■ **Data to process**:
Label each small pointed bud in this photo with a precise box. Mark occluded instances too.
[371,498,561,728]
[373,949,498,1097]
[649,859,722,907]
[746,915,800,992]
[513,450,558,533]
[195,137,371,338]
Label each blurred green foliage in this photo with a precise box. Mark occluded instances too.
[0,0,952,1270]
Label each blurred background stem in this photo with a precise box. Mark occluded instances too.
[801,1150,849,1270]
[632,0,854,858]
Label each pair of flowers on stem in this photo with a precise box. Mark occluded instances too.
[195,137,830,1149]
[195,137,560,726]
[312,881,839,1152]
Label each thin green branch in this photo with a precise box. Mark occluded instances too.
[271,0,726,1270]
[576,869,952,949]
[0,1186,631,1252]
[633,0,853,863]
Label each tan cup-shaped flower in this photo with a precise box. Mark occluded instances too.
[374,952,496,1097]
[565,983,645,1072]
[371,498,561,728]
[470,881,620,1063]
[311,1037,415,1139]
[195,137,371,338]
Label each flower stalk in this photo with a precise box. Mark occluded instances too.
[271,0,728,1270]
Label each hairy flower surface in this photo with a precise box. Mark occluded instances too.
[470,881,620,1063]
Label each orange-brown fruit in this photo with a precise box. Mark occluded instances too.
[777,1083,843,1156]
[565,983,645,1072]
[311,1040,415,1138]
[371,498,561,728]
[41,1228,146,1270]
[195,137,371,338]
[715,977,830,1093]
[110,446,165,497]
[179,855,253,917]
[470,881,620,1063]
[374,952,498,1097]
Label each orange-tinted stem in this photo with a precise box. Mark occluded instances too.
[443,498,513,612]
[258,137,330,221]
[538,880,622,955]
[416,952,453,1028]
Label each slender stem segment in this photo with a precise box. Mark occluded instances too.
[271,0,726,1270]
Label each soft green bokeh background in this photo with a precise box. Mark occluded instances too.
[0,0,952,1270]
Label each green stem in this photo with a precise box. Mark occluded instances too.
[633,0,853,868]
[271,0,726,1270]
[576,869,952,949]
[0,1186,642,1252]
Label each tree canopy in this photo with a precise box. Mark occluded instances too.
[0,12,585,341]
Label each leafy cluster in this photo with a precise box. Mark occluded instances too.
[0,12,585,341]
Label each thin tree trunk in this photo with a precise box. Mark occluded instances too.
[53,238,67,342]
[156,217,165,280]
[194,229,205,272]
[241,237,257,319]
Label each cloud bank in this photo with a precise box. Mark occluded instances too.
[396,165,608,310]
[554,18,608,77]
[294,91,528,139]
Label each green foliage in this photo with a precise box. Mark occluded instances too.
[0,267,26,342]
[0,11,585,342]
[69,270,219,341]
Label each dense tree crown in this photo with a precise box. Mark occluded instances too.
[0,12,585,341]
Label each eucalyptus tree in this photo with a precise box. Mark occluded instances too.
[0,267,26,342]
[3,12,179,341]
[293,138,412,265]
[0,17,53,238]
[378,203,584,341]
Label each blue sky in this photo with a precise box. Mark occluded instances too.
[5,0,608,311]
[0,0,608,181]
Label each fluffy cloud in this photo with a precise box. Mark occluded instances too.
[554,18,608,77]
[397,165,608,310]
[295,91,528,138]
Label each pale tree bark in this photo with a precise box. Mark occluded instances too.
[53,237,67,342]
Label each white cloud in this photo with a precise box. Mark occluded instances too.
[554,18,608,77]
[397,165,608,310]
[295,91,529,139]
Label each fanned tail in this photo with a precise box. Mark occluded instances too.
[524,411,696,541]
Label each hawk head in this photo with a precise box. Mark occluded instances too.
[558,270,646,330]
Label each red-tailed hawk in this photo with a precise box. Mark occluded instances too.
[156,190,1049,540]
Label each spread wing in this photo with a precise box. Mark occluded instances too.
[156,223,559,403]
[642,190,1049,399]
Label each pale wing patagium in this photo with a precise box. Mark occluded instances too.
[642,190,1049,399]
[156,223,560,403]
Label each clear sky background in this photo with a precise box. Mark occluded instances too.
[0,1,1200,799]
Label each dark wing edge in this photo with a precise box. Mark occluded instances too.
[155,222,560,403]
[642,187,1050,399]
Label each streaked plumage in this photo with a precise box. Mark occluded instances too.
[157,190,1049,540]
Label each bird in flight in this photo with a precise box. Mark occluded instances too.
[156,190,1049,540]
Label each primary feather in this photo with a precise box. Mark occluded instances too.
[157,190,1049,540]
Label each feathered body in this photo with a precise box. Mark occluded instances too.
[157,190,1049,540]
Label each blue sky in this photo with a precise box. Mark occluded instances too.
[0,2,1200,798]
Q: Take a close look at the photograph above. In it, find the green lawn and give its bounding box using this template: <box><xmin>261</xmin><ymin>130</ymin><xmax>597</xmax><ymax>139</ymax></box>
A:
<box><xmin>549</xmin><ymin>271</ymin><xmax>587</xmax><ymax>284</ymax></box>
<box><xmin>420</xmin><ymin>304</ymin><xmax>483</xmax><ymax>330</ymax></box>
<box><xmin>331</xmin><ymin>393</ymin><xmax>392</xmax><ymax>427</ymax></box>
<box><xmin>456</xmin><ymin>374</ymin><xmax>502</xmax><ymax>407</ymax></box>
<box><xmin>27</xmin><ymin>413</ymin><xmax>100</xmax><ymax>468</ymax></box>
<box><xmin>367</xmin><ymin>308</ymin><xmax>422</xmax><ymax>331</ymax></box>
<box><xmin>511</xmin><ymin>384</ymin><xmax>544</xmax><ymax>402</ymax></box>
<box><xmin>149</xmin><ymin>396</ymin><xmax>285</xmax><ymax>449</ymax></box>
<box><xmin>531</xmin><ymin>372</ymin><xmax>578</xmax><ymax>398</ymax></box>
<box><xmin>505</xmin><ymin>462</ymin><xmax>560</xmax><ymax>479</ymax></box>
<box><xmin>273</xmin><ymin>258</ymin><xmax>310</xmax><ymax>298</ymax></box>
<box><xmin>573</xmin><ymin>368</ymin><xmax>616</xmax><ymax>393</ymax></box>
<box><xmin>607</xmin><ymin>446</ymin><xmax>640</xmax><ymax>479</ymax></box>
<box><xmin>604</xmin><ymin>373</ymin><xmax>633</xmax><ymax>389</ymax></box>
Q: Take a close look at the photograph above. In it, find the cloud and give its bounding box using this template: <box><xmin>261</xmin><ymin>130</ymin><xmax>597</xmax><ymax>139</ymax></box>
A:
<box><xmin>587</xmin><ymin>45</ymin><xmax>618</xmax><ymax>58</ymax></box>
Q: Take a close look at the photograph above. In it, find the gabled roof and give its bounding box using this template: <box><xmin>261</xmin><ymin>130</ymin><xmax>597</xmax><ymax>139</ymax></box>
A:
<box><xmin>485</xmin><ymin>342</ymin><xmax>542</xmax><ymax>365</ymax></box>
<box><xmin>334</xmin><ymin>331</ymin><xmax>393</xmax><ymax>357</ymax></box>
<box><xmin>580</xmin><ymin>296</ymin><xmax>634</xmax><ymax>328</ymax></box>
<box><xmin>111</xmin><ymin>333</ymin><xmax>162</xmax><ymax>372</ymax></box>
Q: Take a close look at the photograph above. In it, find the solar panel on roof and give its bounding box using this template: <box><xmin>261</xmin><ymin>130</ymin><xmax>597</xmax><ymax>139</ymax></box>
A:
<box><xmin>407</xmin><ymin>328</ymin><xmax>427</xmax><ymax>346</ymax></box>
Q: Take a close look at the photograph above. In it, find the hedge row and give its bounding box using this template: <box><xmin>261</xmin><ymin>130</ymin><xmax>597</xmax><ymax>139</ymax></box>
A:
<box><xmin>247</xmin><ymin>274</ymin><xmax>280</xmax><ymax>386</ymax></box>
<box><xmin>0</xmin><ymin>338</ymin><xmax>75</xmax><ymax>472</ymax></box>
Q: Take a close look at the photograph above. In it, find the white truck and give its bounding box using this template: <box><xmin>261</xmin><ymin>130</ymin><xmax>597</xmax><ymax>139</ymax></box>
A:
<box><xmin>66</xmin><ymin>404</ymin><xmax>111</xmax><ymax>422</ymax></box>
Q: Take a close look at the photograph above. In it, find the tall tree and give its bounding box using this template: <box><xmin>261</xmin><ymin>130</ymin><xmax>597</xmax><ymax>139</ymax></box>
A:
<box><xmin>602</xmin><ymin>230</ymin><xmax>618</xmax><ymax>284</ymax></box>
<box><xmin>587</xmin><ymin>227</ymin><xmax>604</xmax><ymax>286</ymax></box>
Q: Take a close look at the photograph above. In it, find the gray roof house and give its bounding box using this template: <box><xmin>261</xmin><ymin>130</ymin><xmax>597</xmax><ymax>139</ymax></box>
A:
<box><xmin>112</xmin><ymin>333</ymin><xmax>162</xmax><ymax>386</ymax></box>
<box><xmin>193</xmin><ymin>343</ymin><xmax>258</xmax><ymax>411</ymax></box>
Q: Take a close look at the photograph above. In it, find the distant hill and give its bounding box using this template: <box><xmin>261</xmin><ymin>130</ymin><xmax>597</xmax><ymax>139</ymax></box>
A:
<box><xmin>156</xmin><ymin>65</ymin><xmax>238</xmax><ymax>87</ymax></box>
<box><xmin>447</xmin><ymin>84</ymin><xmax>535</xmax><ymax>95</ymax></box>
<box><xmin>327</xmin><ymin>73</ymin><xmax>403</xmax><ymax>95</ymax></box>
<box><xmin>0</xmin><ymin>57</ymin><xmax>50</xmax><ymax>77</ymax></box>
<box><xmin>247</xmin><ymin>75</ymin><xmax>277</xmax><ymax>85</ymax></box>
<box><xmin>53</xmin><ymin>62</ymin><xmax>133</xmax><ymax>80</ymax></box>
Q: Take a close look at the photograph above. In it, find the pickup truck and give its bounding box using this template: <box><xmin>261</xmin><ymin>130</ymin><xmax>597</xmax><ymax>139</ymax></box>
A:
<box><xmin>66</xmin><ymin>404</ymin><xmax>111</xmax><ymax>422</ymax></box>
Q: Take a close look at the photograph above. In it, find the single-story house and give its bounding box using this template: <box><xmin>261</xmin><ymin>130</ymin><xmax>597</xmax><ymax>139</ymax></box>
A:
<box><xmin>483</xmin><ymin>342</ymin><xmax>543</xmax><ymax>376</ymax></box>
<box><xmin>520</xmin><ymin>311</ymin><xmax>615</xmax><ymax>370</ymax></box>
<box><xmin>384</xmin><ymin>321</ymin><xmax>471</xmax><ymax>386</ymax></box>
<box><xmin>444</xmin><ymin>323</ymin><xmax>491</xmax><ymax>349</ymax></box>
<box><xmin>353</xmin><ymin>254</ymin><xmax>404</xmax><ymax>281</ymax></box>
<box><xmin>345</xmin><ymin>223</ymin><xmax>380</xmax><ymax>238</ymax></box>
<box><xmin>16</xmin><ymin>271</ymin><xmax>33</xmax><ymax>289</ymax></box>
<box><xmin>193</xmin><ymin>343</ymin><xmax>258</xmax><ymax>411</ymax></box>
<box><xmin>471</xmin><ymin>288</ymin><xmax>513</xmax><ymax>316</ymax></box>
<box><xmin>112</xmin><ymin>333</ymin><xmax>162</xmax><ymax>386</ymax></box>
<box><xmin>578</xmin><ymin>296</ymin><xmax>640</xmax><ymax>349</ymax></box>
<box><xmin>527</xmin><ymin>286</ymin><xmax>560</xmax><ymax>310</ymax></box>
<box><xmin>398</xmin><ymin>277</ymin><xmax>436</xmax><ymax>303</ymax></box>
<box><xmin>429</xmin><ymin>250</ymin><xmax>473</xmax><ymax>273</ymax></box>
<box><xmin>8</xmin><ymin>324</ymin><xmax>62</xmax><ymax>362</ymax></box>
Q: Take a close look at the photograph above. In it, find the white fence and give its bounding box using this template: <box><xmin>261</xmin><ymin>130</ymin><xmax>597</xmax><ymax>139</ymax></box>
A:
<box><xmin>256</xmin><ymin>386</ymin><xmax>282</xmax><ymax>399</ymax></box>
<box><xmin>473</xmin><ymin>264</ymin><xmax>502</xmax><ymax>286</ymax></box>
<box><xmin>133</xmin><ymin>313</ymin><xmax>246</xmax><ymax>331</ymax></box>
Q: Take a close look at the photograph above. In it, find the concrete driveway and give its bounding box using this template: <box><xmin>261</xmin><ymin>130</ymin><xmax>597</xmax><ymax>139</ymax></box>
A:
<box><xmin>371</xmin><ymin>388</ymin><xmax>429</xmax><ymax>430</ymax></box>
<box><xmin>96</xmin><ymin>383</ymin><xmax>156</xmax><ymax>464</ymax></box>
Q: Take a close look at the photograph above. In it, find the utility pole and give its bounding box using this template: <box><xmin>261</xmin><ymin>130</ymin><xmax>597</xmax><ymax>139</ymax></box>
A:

■ **Exercise description**: Write out the lines above, starting at the line that contains "the white fence" and ending with the final line, and nothing else; copy them exactly.

■ **Response for this exercise**:
Q: Take a close look at the photograph above. In it, find the white fence and give its bounding box using this template: <box><xmin>261</xmin><ymin>130</ymin><xmax>597</xmax><ymax>139</ymax></box>
A:
<box><xmin>256</xmin><ymin>386</ymin><xmax>282</xmax><ymax>399</ymax></box>
<box><xmin>473</xmin><ymin>264</ymin><xmax>502</xmax><ymax>286</ymax></box>
<box><xmin>133</xmin><ymin>313</ymin><xmax>246</xmax><ymax>331</ymax></box>
Q: Take a close look at the photograph above. In it, find the concrete driveway and give its bounding box using this template: <box><xmin>261</xmin><ymin>130</ymin><xmax>597</xmax><ymax>139</ymax></box>
A:
<box><xmin>371</xmin><ymin>388</ymin><xmax>429</xmax><ymax>430</ymax></box>
<box><xmin>96</xmin><ymin>383</ymin><xmax>156</xmax><ymax>464</ymax></box>
Q: Take a close look at the photograph above. In it, find the utility pole and give its bounding box using this template: <box><xmin>261</xmin><ymin>130</ymin><xmax>597</xmax><ymax>139</ymax></box>
A:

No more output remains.